Prompt
Answer these questions from the CBD text:
(a) Which component of marijuana does the text say gets you high?
(b) How much THC should hemp-derived full-spectrum CBD oil legally contain?
(c) In what form is broad-spectrum CBD most likely to be obtained?

═══ Text under study ═══

One question many people ask about CBD products is whether they can get you high and if CBD can appear on the results of a drug test. Strictly speaking, Cannabidiol (CBD) is not supposed to appear that way, but that does not mean that users are always in the clear. There are many CBD products that have minute amounts of tetrahydrocannabinol (THC), which is what gets you high when you take marijuana. If enough of this component is present, which does happen in rare cases, a drug test can show up as positive. Whether this happens or not generally comes down to the quality of the product you use.
The Different CBD Extracts You Need To Know About
- Full-Spectrum: This type has all of the compounds which are found naturally in the plant that extraction is done from. So aside from CBD you would also have flavonoids, terpenes, as well as alternative cannabinoids like THC. Full Spectrum CBD is usually extracted from different subspecies of marijuana, and may contain different amounts of THC, while hemp-derived CBD oil of this kind should legally contain only under 0.3 percent of THC. Full-spectrum CBD can be bought as oils, edibles, or tinctures, and not all manufacturers are open about the origin of the extracts.
- Broad-Spectrum: This type of CBD extract contains more compounds that are in the plant, such as terpenes for instance. All the THC is removed though. For this reason, broad-spectrum CBD products are much less likely to have THC than the full-spectrum kind. Broad-spectrum CBD is not as widely available, and when you do get it, chances are it’s in the form of an oil.

═══ Information given ═══

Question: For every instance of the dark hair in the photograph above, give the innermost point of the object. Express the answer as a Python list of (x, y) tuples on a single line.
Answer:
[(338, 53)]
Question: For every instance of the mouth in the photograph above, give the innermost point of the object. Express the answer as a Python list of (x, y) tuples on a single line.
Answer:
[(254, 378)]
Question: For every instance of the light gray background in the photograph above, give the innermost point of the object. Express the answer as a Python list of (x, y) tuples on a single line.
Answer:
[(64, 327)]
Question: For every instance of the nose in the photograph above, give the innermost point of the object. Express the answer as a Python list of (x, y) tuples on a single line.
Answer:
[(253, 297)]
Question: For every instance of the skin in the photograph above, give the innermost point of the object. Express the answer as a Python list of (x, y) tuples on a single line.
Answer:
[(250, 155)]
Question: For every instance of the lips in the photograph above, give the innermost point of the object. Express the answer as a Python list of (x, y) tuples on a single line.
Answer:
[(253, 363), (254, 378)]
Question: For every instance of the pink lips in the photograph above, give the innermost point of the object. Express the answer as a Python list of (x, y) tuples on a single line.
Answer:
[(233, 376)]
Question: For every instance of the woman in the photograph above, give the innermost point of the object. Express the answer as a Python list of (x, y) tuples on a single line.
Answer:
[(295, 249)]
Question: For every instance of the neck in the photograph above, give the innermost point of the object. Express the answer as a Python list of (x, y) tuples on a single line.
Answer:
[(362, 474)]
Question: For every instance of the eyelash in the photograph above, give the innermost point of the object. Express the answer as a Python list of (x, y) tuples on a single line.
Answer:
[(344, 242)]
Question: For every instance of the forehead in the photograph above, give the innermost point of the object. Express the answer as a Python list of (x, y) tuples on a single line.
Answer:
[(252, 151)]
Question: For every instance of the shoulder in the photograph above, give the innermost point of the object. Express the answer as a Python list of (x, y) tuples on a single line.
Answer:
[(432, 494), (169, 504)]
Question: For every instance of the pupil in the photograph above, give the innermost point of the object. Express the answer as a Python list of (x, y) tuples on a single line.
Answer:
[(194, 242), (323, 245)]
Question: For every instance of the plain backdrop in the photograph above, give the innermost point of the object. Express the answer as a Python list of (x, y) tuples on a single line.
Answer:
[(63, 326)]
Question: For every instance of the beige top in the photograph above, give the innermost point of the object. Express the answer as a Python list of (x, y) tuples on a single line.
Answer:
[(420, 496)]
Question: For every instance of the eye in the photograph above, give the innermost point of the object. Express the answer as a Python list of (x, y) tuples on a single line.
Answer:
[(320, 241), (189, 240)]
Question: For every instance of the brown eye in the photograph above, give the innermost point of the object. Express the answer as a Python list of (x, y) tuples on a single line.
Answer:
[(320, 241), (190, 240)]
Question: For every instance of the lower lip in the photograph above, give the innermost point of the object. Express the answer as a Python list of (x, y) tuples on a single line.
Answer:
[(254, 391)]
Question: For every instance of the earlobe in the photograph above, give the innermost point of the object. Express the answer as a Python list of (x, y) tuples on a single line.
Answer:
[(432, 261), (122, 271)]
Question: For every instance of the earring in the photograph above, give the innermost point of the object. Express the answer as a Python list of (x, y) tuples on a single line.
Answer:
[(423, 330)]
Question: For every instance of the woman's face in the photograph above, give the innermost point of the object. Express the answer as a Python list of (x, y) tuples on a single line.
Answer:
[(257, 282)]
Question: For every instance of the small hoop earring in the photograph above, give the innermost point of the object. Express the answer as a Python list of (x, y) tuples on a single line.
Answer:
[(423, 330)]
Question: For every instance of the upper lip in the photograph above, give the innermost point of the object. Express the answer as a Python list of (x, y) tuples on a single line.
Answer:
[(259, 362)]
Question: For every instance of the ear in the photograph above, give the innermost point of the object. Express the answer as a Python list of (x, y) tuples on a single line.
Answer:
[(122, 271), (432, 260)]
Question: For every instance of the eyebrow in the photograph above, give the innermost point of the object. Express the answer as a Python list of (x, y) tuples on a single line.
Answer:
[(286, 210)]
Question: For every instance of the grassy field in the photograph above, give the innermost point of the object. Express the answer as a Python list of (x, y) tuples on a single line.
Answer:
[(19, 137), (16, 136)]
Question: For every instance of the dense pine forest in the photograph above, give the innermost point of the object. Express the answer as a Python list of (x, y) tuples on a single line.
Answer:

═══

Exercise answer
(a) Tetrahydrocannabinol (THC).
(b) Under 0.3 percent.
(c) As an oil.